AFL football ground in Western Australia

Lathlain Park (also known as Mineral Resources Park under ground sponsorship arrangements) is an Australian rules football ground, located in Lathlain, an inner-eastern suburb of Perth, Western Australia. Since its opening in 1959, it has been the home ground for the Perth Football Club of the West Australian Football League (WAFL). Since 2019 it has been the administrative and training headquarters of professional Australian Football League (AFL) club the West Coast Eagles.

==Naming rights==
The venue was known as Lathlain Park until 2003 when the naming rights were sold to Eftel, an internet company, for a period of five years or more.

In 2011, Eftel decided not to renew their contract, which gave Western Australian dairy company Brownes the naming rights of Lathlain Park, and so for the next three years its sponsored name was Brownes Stadium.

In 2019, the naming rights were sold to mining company Mineral Resources for an undisclosed amount, as AFL club the West Coast Eagles moved to the ground permanently for training and administration.

==History==
The oval is primarily used for Australian rules football and has been the home ground of in the West Australian Football League (WAFL) since 1959 (with the exception of 1987 and 1988 when they played home matches at the WACA Ground). The ground record attendance of 19,541 people was set in round 6 of the 1967 WANFL season for the rematch of the 1966 Grand Final between Perth and East Perth. The redevelopment of the ground to cater for the West Coast Eagles reduced the capacity from 15,000 to 6,500 patrons.

Lathlain Park was also used by the Sunday Football League (SFL) for Australian football as the headquarters for their league and as a home ground for South Perth Raiders in the SFL. The ground has also occasionally been used for rugby league matches. On 17 February 1977, the ground hosted an Amco Cup game between Western Australia and the Northern Territory, the locals winning 23-18. The next time the ground was used for rugby league was 10 years later when two matches of the 1987 National Panasonic Cup were held there. Western Australia defeated South Australia 18-16 on 5 April, before following that a week later with a 28-10 win against Victoria. In 1999, the ground hosted its only rugby league premiership match, with Melbourne defeating Wests 64-6.

In September 2013 Australian Football League (AFL) team West Coast Eagles entered into a Heads of Agreement (HOA) with the Town of Victoria Park to develop a new home for the club at Lathlain Park with plans to build a $50 million club training and administration facility on the site of the oval. The eventual cost of the completed project ended up being $60 million. Construction began on the main building in 2017.

The Eagles began moving their training and administration base from the Subiaco Oval, where it had been based since 1987, into the new upgraded facility at Lathlain Park in 2019. The upgraded facility features two ovals, one the size of the Melbourne Cricket Ground and the other the size of Perth Stadium (the home ground of the Eagles), a running track, indoor training field, a gymnasium, swimming and recovery pools, elite medical and function facilities, a West Coast Eagles Football Club museum, public cafe and administrative offices. The facility also houses the Waalitj Foundation. The Perth Football Club continue to play home matches at the venue.

Data for grounding referring expressions:
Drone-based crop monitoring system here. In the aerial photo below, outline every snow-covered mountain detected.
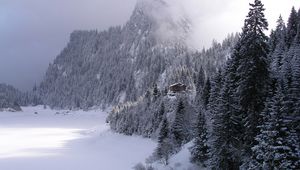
[36,0,236,108]
[0,84,24,111]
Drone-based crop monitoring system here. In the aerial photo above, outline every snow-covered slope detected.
[35,0,235,108]
[0,106,156,170]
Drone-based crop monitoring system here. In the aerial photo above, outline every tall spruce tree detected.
[190,110,209,166]
[210,60,243,169]
[248,83,299,169]
[286,7,299,47]
[233,0,269,152]
[201,78,211,109]
[270,15,287,74]
[156,115,172,165]
[171,99,186,148]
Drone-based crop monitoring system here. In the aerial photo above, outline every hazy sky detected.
[0,0,300,90]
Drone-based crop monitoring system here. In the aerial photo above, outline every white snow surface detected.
[0,106,156,170]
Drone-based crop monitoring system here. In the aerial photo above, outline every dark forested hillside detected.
[108,0,300,170]
[37,1,237,108]
[0,84,23,111]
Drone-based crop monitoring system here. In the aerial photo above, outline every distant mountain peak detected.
[128,0,191,45]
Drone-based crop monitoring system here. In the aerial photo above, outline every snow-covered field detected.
[0,106,156,170]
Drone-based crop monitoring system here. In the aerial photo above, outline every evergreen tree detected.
[171,99,186,148]
[153,102,165,131]
[196,67,205,105]
[270,15,287,74]
[152,83,160,100]
[286,7,299,47]
[233,0,269,151]
[190,111,209,166]
[201,78,211,109]
[249,85,299,169]
[156,116,172,165]
[211,64,243,169]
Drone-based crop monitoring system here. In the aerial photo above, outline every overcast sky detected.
[0,0,300,90]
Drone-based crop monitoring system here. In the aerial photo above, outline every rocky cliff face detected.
[37,0,235,108]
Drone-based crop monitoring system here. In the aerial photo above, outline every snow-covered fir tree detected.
[190,110,209,167]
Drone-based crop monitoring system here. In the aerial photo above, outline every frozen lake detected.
[0,106,156,170]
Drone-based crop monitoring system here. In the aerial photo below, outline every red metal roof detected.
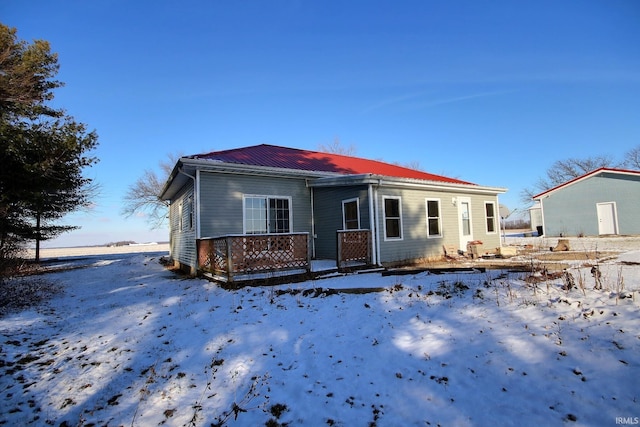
[189,144,475,185]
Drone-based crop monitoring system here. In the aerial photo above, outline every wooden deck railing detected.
[338,230,371,268]
[197,233,311,281]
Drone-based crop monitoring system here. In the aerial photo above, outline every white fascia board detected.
[309,174,507,194]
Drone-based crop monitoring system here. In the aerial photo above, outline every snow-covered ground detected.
[0,238,640,426]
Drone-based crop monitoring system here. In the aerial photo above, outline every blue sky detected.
[0,0,640,246]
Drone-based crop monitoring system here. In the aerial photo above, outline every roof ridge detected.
[187,143,475,185]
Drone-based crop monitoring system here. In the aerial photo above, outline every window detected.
[484,202,497,233]
[244,196,291,234]
[427,199,442,237]
[382,197,402,240]
[186,196,193,230]
[342,199,360,230]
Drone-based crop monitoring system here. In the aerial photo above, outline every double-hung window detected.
[426,199,442,237]
[484,202,497,233]
[342,199,360,230]
[382,197,402,240]
[243,196,291,234]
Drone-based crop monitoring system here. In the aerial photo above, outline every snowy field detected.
[0,238,640,426]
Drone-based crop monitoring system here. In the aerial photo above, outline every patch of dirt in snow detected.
[0,246,640,426]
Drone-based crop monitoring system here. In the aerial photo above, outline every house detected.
[533,168,640,236]
[160,144,506,281]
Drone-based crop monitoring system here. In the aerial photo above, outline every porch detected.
[196,230,371,282]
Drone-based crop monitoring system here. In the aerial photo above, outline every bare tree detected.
[624,145,640,170]
[520,156,620,204]
[121,154,181,228]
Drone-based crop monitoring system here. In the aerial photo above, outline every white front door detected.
[596,202,618,234]
[458,197,473,252]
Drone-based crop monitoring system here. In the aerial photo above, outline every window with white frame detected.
[243,196,291,234]
[382,197,402,240]
[426,199,442,237]
[342,198,360,230]
[484,202,498,233]
[185,196,193,230]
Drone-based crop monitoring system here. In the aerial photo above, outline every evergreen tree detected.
[0,24,98,260]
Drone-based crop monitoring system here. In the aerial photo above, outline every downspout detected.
[369,183,378,265]
[373,180,381,265]
[178,168,200,273]
[304,179,316,259]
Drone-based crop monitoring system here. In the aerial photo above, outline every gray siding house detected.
[161,144,506,281]
[533,168,640,236]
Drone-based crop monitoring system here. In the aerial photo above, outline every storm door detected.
[458,197,473,251]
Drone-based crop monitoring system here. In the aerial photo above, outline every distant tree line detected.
[520,145,640,205]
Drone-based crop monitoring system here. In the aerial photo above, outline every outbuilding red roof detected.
[189,144,473,185]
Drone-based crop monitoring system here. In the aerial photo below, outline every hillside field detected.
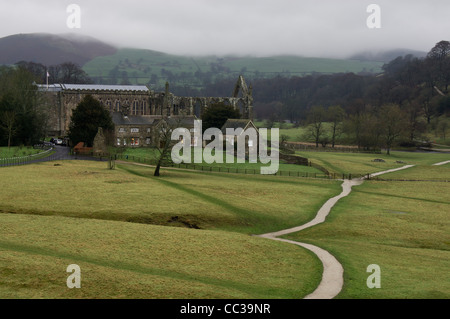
[0,152,450,299]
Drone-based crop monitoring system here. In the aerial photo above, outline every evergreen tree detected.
[69,95,114,146]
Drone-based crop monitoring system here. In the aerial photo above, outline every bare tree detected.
[308,106,326,147]
[379,104,407,155]
[153,112,186,176]
[0,111,16,148]
[328,105,345,148]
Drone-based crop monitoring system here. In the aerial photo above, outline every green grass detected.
[0,152,450,299]
[0,161,340,234]
[0,214,320,299]
[119,148,323,176]
[296,151,449,177]
[83,49,382,87]
[0,146,42,158]
[289,182,450,299]
[0,161,340,299]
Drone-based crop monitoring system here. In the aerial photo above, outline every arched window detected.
[106,99,113,112]
[132,100,139,115]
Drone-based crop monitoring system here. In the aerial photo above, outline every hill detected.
[0,33,116,66]
[351,49,427,63]
[83,48,383,89]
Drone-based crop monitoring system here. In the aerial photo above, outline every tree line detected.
[204,41,450,150]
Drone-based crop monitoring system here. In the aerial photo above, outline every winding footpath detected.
[258,165,414,299]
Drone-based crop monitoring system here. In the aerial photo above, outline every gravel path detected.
[258,165,414,299]
[433,161,450,166]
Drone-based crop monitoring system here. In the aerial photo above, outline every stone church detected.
[38,76,253,147]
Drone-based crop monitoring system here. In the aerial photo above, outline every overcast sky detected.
[0,0,450,57]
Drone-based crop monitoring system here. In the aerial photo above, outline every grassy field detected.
[0,214,320,299]
[296,151,450,177]
[0,161,340,298]
[0,146,42,158]
[83,48,383,88]
[284,180,450,299]
[113,148,323,176]
[0,152,450,299]
[0,161,339,234]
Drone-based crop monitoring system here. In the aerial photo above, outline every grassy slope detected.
[83,49,382,84]
[0,162,340,234]
[284,182,450,299]
[0,152,450,298]
[0,214,320,299]
[0,161,340,298]
[296,151,449,177]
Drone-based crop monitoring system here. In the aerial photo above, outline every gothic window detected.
[133,101,139,115]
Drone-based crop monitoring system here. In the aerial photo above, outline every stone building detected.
[38,76,253,147]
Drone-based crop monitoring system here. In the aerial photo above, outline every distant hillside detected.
[83,49,383,89]
[0,33,117,66]
[351,49,427,63]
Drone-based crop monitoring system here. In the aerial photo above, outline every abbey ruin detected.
[39,76,253,145]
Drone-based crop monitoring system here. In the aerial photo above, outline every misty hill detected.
[351,49,427,63]
[83,49,383,94]
[0,33,116,66]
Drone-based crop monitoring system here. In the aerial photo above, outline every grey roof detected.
[61,84,149,92]
[37,84,150,92]
[36,84,61,92]
[112,112,155,125]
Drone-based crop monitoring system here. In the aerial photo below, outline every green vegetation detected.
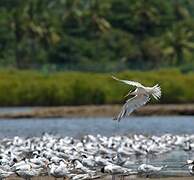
[0,0,194,71]
[0,70,194,106]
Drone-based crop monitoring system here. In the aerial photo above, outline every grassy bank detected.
[0,70,194,106]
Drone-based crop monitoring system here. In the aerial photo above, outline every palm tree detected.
[161,23,194,65]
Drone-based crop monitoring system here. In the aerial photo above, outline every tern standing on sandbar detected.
[112,76,161,121]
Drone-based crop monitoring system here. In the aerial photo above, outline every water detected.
[0,116,194,176]
[0,116,194,138]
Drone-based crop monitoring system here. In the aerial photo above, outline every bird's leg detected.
[112,174,115,180]
[124,91,132,98]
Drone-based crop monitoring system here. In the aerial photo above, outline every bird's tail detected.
[152,84,161,100]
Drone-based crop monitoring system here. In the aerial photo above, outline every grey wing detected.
[114,95,150,121]
[112,76,144,87]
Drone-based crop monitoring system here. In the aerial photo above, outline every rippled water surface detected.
[0,116,194,137]
[0,116,194,175]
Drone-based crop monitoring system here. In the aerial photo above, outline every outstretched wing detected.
[114,94,150,121]
[112,76,144,87]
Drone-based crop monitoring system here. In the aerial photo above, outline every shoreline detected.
[0,104,194,119]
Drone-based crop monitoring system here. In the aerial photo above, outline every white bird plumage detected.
[112,76,161,121]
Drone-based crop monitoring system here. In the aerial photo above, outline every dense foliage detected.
[0,70,194,106]
[0,0,194,71]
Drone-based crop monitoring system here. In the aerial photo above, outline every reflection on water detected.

[TASK TO COMPLETE]
Output the Lathlain Park passage word for word from "AFL football ground" up to and including "years or more.". Rely only on the Lathlain Park passage, not on the entries.

[RESULT OF THIS EXERCISE]
AFL football ground in Western Australia

Lathlain Park (also known as Mineral Resources Park under ground sponsorship arrangements) is an Australian rules football ground, located in Lathlain, an inner-eastern suburb of Perth, Western Australia. Since its opening in 1959, it has been the home ground for the Perth Football Club of the West Australian Football League (WAFL). Since 2019 it has been the administrative and training headquarters of professional Australian Football League (AFL) club the West Coast Eagles.

==Naming rights==
The venue was known as Lathlain Park until 2003 when the naming rights were sold to Eftel, an internet company, for a period of five years or more.